All of the data below should be printed again exactly, pictures excluded.
■ ■ ■
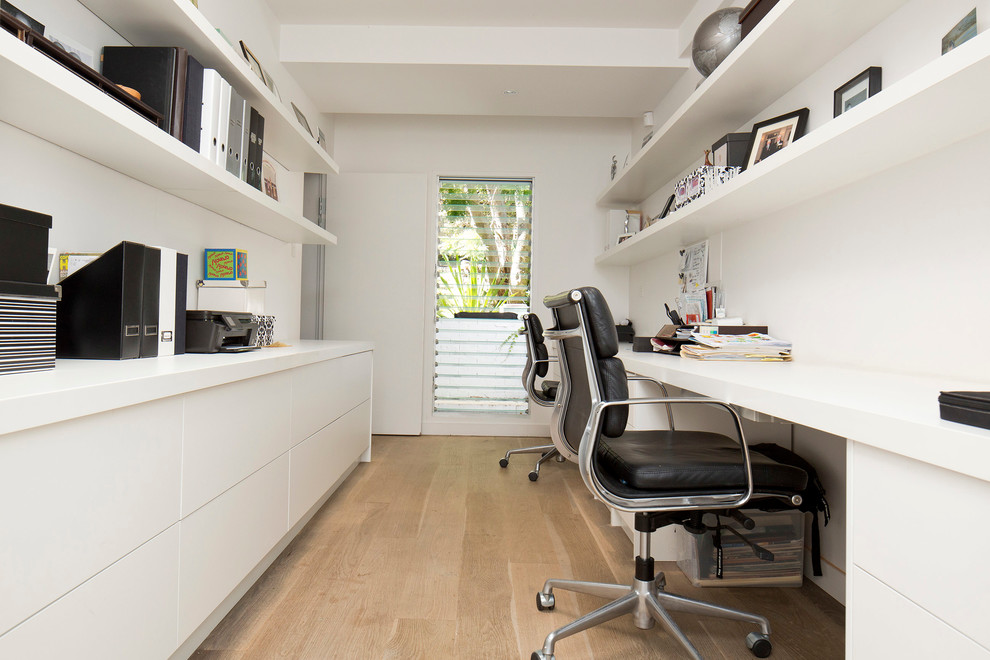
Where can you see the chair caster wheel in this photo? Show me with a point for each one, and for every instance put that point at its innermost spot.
(759, 645)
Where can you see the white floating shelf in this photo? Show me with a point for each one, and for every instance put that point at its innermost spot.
(56, 105)
(793, 41)
(179, 23)
(901, 123)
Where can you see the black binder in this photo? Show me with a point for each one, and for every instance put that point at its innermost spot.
(99, 316)
(181, 277)
(150, 291)
(192, 111)
(254, 149)
(158, 73)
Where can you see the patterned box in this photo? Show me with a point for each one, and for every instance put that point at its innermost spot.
(225, 264)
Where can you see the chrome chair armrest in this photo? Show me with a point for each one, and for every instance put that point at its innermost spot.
(663, 388)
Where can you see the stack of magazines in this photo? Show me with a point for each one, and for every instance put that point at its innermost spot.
(754, 347)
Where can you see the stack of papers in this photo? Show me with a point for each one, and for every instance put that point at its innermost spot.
(754, 347)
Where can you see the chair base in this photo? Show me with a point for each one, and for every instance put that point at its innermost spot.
(648, 603)
(548, 451)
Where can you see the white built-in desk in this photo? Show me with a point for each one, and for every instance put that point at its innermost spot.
(140, 499)
(918, 488)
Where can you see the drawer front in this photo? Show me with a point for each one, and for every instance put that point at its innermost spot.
(224, 540)
(127, 611)
(230, 432)
(324, 391)
(913, 529)
(77, 496)
(885, 624)
(321, 459)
■ ■ ■
● Your solution:
Where can you see the chair caster wheel in this photo? Show me with a point for each one, and for every instance put that point at its innermost spot.
(759, 645)
Where can you see the white floating shelf in this photo? Show me with a point for each one, and for every instance put that point at its innermost spot.
(56, 105)
(793, 41)
(179, 23)
(901, 123)
Where can you see the black binder in this photo? Show me with a point for each one, and for every instance put that point at its innermost spot.
(99, 316)
(181, 277)
(150, 291)
(192, 111)
(254, 149)
(158, 73)
Where can you see the patterned box in this photo? Show me with a point for each one, and for every instance put that point at its innermost spot.
(225, 264)
Where can you see the chrome chair armrest in this photo? Show me with a point for each one, and for every instance put that point at its innermost spot.
(663, 388)
Where can you see the stack of magazines in this photo? Show me with a point for each one, and for every instance put that point at its innermost spot.
(754, 347)
Where can you see the stack of papers in this photo? Show me with a point for each one, and for every instance put that point at its innermost spot.
(754, 347)
Where can you see the chair base in this photo? Show me with a point for each one, and for every instance put that point at its innermost spot.
(648, 603)
(548, 451)
Where can you see the white built-in desk in this photo? Show me with a point for each one, and for every instance put that point at its innermost spot.
(140, 499)
(918, 488)
Where can you see the drawer front in this photo? Show me with a point for each one, and for every instance put that point at its innermost spot.
(224, 540)
(127, 611)
(230, 432)
(324, 391)
(913, 529)
(77, 496)
(885, 624)
(321, 459)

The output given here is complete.